### WHAT IS EXPECTED
Working from the line that contains "Each instance receives exactly one keypoint. Tag the postcard" to the final line, transcribe each line exactly. No pictures belong in the copy.

### THE DATA
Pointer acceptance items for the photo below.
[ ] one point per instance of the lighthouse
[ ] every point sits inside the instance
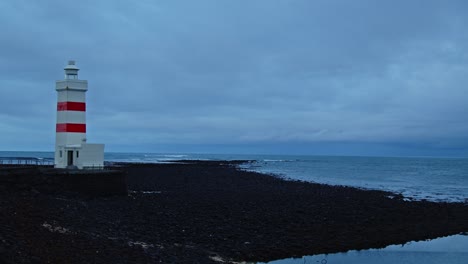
(71, 147)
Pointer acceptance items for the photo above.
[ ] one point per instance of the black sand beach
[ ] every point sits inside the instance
(207, 212)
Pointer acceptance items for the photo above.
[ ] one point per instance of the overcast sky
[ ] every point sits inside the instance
(361, 77)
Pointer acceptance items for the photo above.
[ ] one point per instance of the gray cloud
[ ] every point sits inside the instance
(239, 72)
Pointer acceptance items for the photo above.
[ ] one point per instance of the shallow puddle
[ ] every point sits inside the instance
(451, 249)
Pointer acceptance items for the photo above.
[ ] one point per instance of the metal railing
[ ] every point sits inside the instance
(26, 161)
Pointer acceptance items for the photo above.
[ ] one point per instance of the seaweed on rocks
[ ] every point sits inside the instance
(207, 212)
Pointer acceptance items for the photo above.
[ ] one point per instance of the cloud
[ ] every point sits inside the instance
(236, 72)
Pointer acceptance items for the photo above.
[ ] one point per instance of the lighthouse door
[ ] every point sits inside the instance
(70, 158)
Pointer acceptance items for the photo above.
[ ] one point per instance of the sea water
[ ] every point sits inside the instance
(435, 179)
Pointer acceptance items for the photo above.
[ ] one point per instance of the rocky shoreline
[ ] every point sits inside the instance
(207, 212)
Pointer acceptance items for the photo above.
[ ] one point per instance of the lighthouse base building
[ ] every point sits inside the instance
(84, 156)
(71, 149)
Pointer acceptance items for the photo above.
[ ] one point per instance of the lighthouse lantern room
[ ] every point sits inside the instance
(71, 148)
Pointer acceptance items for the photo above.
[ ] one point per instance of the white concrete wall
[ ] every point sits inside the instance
(71, 84)
(91, 155)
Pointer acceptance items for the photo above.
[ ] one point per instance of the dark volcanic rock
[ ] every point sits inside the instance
(197, 212)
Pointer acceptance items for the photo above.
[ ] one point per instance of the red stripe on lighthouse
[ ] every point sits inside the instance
(71, 106)
(70, 127)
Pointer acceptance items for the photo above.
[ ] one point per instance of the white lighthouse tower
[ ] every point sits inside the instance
(71, 149)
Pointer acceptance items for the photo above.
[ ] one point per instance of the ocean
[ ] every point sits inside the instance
(416, 178)
(434, 179)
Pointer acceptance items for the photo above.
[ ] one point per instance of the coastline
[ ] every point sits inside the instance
(206, 211)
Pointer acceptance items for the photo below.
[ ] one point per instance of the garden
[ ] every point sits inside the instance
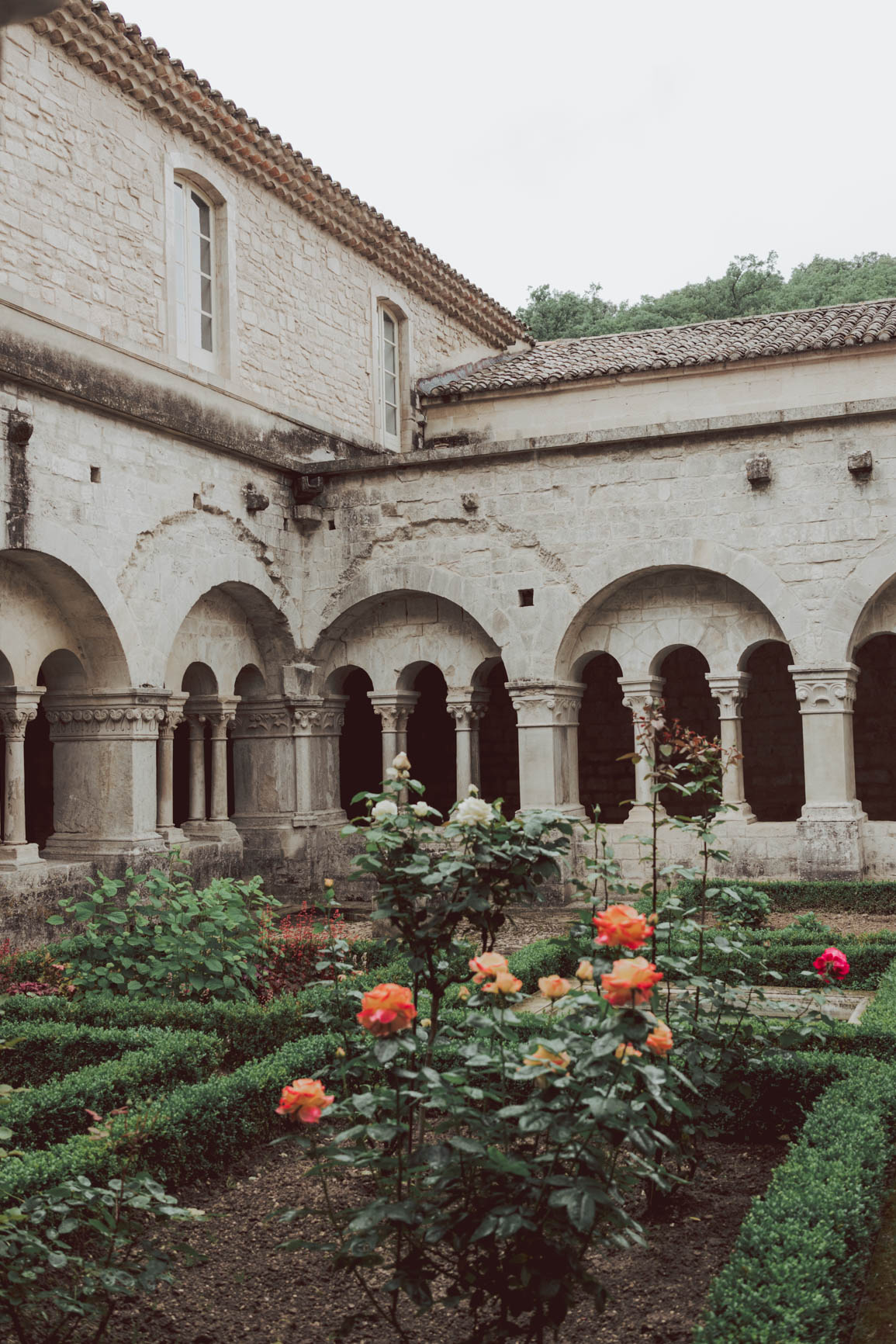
(673, 1118)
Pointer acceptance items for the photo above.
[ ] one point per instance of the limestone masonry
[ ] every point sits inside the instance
(284, 495)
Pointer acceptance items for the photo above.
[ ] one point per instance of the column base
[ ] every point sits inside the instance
(78, 848)
(14, 857)
(210, 831)
(829, 843)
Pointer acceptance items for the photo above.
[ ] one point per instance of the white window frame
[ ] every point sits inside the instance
(196, 299)
(390, 381)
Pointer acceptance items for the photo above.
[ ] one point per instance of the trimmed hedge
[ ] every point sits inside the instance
(195, 1128)
(805, 1245)
(47, 1048)
(877, 898)
(49, 1114)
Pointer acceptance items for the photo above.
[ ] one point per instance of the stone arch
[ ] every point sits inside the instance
(46, 605)
(629, 563)
(640, 622)
(393, 631)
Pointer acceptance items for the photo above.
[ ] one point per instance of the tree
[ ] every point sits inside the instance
(750, 286)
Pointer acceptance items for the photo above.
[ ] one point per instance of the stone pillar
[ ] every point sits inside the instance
(394, 708)
(547, 715)
(165, 827)
(104, 772)
(730, 692)
(829, 830)
(317, 723)
(218, 712)
(18, 708)
(468, 707)
(637, 694)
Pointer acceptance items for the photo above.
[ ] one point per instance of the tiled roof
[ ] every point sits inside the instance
(161, 86)
(672, 347)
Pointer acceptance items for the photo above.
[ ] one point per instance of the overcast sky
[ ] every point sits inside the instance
(637, 145)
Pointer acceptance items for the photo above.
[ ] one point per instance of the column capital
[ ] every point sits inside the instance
(826, 690)
(394, 707)
(545, 703)
(638, 691)
(730, 692)
(95, 715)
(466, 706)
(19, 708)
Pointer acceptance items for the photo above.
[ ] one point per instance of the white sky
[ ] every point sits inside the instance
(638, 145)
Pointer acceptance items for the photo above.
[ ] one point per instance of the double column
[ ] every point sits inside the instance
(547, 715)
(209, 813)
(829, 828)
(18, 708)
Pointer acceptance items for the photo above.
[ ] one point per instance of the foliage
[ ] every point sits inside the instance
(750, 286)
(55, 1110)
(740, 905)
(155, 936)
(71, 1253)
(805, 1245)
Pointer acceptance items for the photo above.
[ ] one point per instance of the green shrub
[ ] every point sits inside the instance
(874, 898)
(57, 1110)
(155, 934)
(805, 1245)
(46, 1048)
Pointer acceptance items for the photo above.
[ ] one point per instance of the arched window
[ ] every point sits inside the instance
(195, 275)
(390, 376)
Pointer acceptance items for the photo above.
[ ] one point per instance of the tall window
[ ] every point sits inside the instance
(194, 275)
(390, 379)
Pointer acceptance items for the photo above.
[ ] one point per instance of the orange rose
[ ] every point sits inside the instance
(631, 982)
(625, 1053)
(503, 984)
(386, 1010)
(305, 1101)
(660, 1041)
(545, 1058)
(488, 964)
(554, 987)
(621, 927)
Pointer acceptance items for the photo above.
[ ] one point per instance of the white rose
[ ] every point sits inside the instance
(385, 809)
(473, 812)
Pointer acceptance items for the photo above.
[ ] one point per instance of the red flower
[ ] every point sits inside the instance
(832, 962)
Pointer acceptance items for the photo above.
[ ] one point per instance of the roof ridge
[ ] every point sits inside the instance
(145, 71)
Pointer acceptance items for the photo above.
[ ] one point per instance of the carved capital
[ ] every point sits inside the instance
(826, 690)
(730, 692)
(540, 705)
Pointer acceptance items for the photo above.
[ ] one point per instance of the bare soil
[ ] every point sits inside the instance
(246, 1289)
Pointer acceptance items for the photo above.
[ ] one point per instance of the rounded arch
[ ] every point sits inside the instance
(396, 632)
(46, 604)
(624, 565)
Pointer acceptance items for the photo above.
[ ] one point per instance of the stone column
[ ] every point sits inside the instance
(317, 723)
(18, 708)
(637, 695)
(218, 712)
(730, 692)
(165, 827)
(394, 708)
(104, 772)
(829, 830)
(547, 717)
(468, 707)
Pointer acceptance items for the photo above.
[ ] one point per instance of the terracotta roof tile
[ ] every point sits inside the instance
(765, 336)
(144, 71)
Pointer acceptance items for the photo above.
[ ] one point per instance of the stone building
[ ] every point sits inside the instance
(282, 494)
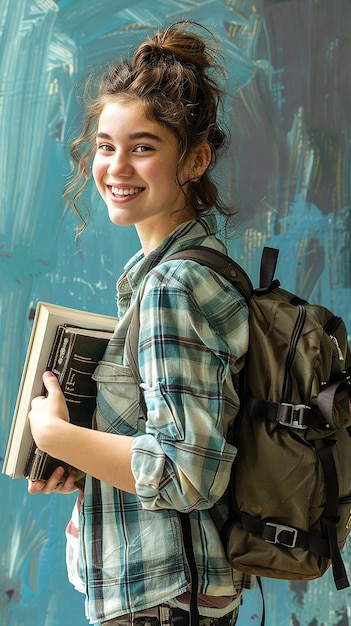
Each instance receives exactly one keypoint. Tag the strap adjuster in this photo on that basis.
(293, 415)
(287, 539)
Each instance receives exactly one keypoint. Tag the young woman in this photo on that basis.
(152, 137)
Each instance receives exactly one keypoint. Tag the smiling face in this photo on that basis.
(135, 169)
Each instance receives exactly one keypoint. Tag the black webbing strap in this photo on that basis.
(331, 518)
(260, 586)
(284, 535)
(189, 551)
(267, 269)
(218, 262)
(298, 415)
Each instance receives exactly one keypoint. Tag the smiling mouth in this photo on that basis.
(121, 193)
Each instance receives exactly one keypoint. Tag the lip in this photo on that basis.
(124, 197)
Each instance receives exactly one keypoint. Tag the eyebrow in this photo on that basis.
(133, 136)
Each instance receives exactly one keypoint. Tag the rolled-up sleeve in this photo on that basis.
(193, 338)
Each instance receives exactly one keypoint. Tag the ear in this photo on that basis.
(199, 161)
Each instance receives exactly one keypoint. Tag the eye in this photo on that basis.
(142, 148)
(105, 147)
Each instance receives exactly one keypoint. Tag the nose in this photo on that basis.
(119, 164)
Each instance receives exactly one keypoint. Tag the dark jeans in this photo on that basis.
(164, 615)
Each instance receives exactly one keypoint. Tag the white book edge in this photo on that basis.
(46, 320)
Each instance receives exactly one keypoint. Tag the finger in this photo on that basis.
(48, 486)
(51, 383)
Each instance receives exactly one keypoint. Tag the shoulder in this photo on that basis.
(187, 283)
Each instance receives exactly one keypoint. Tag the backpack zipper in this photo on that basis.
(287, 386)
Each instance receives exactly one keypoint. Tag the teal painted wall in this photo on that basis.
(289, 111)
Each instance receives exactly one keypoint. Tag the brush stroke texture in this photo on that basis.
(289, 111)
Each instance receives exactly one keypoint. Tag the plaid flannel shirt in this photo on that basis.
(193, 338)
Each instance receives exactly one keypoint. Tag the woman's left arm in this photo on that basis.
(192, 339)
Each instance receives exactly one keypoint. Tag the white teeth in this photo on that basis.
(125, 192)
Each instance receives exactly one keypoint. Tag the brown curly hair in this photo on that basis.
(176, 77)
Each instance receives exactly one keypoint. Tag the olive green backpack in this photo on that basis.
(290, 487)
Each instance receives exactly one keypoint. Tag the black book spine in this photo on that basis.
(73, 359)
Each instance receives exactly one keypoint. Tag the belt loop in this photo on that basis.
(164, 612)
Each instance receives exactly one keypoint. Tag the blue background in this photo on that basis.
(288, 167)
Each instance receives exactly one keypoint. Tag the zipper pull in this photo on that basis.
(338, 349)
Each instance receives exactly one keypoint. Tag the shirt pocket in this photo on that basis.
(118, 400)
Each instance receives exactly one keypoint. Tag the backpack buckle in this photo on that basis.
(284, 535)
(292, 415)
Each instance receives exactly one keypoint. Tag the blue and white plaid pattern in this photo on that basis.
(193, 335)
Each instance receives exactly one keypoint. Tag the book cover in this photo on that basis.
(70, 343)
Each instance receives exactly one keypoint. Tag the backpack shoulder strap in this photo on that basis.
(215, 260)
(269, 261)
(220, 263)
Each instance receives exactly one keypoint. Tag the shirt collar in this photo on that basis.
(186, 235)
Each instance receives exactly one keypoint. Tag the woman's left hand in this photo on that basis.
(45, 411)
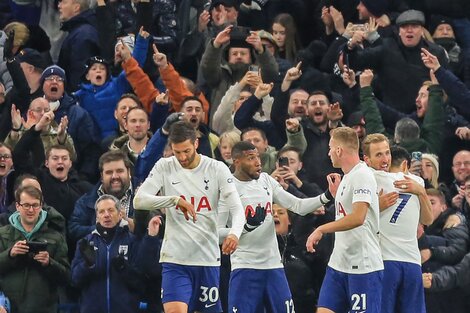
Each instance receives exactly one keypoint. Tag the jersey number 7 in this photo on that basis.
(404, 200)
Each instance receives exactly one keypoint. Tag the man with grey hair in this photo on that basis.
(81, 42)
(397, 57)
(104, 266)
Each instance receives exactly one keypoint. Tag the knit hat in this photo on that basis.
(52, 70)
(32, 57)
(411, 17)
(435, 22)
(376, 7)
(129, 41)
(434, 160)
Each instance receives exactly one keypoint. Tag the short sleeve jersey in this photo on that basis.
(357, 251)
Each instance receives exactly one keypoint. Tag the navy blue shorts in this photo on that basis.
(354, 293)
(402, 288)
(197, 286)
(254, 291)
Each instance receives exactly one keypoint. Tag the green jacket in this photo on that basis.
(31, 287)
(432, 127)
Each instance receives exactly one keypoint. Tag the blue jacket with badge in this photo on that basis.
(107, 287)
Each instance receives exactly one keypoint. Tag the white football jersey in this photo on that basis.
(210, 188)
(398, 223)
(357, 251)
(258, 249)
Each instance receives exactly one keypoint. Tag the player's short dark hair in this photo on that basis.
(191, 98)
(399, 154)
(290, 148)
(59, 147)
(240, 147)
(114, 155)
(19, 180)
(132, 97)
(370, 139)
(30, 191)
(262, 133)
(182, 131)
(137, 108)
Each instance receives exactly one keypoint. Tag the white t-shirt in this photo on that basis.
(357, 251)
(398, 223)
(258, 249)
(210, 188)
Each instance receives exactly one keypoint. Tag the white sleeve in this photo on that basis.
(294, 204)
(146, 199)
(229, 203)
(222, 120)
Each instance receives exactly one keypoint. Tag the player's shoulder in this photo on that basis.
(362, 169)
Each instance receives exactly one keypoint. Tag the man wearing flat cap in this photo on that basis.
(227, 59)
(25, 69)
(81, 126)
(397, 61)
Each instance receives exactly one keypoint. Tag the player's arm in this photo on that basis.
(145, 197)
(412, 186)
(306, 205)
(229, 205)
(350, 221)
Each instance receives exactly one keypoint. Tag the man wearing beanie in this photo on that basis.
(80, 124)
(25, 69)
(396, 58)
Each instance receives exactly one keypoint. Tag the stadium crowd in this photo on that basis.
(91, 93)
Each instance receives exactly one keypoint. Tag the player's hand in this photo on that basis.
(333, 180)
(42, 257)
(230, 244)
(388, 199)
(313, 240)
(187, 209)
(427, 280)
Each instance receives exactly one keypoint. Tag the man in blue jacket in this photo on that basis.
(104, 264)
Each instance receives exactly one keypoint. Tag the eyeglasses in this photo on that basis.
(28, 206)
(459, 164)
(54, 78)
(39, 110)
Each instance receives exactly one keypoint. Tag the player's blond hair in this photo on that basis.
(346, 137)
(370, 139)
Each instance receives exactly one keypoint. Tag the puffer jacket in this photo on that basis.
(30, 286)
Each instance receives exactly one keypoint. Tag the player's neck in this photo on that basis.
(349, 163)
(241, 176)
(195, 163)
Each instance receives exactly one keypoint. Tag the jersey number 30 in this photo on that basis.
(404, 200)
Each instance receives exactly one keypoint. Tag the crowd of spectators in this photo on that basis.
(89, 89)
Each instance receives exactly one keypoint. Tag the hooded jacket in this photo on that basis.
(80, 44)
(105, 287)
(30, 286)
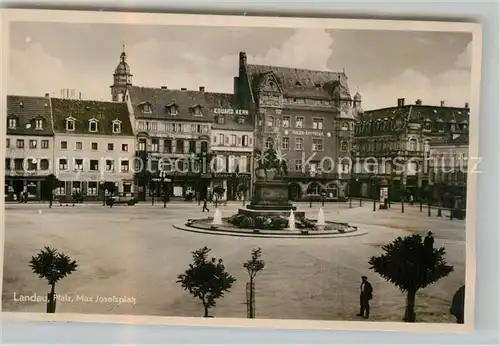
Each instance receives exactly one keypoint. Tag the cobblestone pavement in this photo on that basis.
(135, 252)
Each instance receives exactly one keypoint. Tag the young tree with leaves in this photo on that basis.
(53, 266)
(253, 266)
(206, 279)
(408, 265)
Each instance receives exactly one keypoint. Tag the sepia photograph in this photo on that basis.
(239, 171)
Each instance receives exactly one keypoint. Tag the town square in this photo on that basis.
(136, 253)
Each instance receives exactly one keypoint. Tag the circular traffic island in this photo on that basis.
(276, 227)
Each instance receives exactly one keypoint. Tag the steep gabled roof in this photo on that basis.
(84, 110)
(184, 99)
(26, 109)
(300, 82)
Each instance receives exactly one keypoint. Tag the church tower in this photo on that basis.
(122, 79)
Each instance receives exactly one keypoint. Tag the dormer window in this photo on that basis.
(146, 108)
(39, 124)
(12, 123)
(70, 124)
(196, 110)
(93, 125)
(117, 126)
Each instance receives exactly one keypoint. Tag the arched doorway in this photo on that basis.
(294, 192)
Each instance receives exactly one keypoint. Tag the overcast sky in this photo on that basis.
(382, 65)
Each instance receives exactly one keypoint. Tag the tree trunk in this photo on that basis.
(410, 307)
(51, 299)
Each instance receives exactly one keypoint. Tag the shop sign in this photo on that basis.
(230, 111)
(308, 133)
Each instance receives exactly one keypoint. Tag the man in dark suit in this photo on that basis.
(366, 294)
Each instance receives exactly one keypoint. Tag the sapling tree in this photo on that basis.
(206, 279)
(53, 266)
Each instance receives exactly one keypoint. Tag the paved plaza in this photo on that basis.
(135, 252)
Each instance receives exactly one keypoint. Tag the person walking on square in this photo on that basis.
(205, 207)
(366, 294)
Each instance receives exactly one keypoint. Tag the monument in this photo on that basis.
(270, 197)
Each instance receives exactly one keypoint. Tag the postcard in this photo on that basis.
(210, 170)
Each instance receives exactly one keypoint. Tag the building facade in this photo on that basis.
(232, 152)
(94, 145)
(308, 117)
(393, 145)
(29, 145)
(448, 169)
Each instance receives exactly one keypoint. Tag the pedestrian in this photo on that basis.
(429, 242)
(205, 207)
(458, 305)
(366, 294)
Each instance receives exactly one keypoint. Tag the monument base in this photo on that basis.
(253, 213)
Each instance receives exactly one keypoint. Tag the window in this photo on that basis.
(270, 122)
(299, 143)
(317, 144)
(286, 122)
(167, 146)
(298, 165)
(12, 123)
(155, 145)
(318, 123)
(179, 146)
(70, 125)
(117, 127)
(124, 166)
(78, 164)
(192, 146)
(39, 124)
(92, 126)
(63, 164)
(285, 143)
(110, 165)
(94, 165)
(92, 188)
(299, 122)
(269, 143)
(413, 145)
(127, 188)
(19, 164)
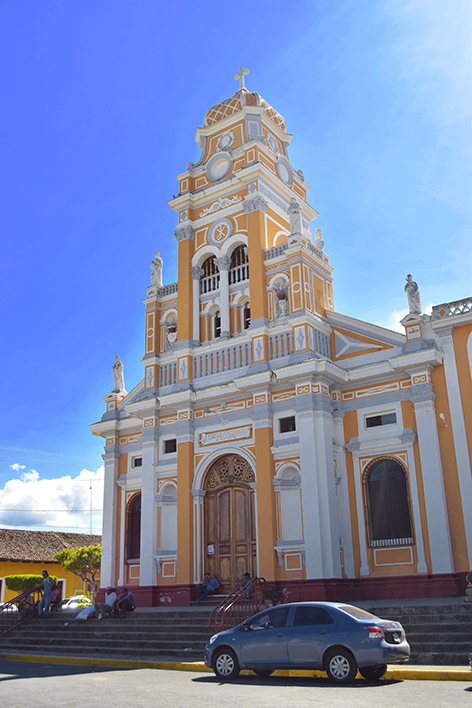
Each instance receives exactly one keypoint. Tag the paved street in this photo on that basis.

### ANSWER FOR THIS EXERCISE
Each instance receives exactly one keypoint. Tag the postcard in this photo on that basis.
(210, 170)
Each instance receives exactly one keypoint. Tag the building facade in this photo on that basis.
(232, 152)
(94, 145)
(308, 117)
(393, 145)
(29, 145)
(448, 169)
Each instance receives exactly one keypoint. Tag the pedestrian in this photo on that basis.
(429, 242)
(205, 207)
(458, 305)
(366, 294)
Each instance receives exactly one keypoint. Tag the monument base in this photo on that basis.
(253, 213)
Each instance receives exactly one keypoint. Tag the window in this photo on that basis.
(270, 122)
(299, 143)
(317, 144)
(286, 122)
(167, 146)
(298, 165)
(12, 123)
(155, 145)
(318, 123)
(179, 146)
(70, 125)
(117, 127)
(124, 166)
(78, 164)
(192, 146)
(39, 124)
(92, 126)
(63, 164)
(285, 143)
(110, 165)
(94, 165)
(92, 188)
(299, 122)
(269, 143)
(413, 145)
(127, 188)
(19, 164)
Each instance receives exactly one keypoint. Tag the paved street in this photo on that basis.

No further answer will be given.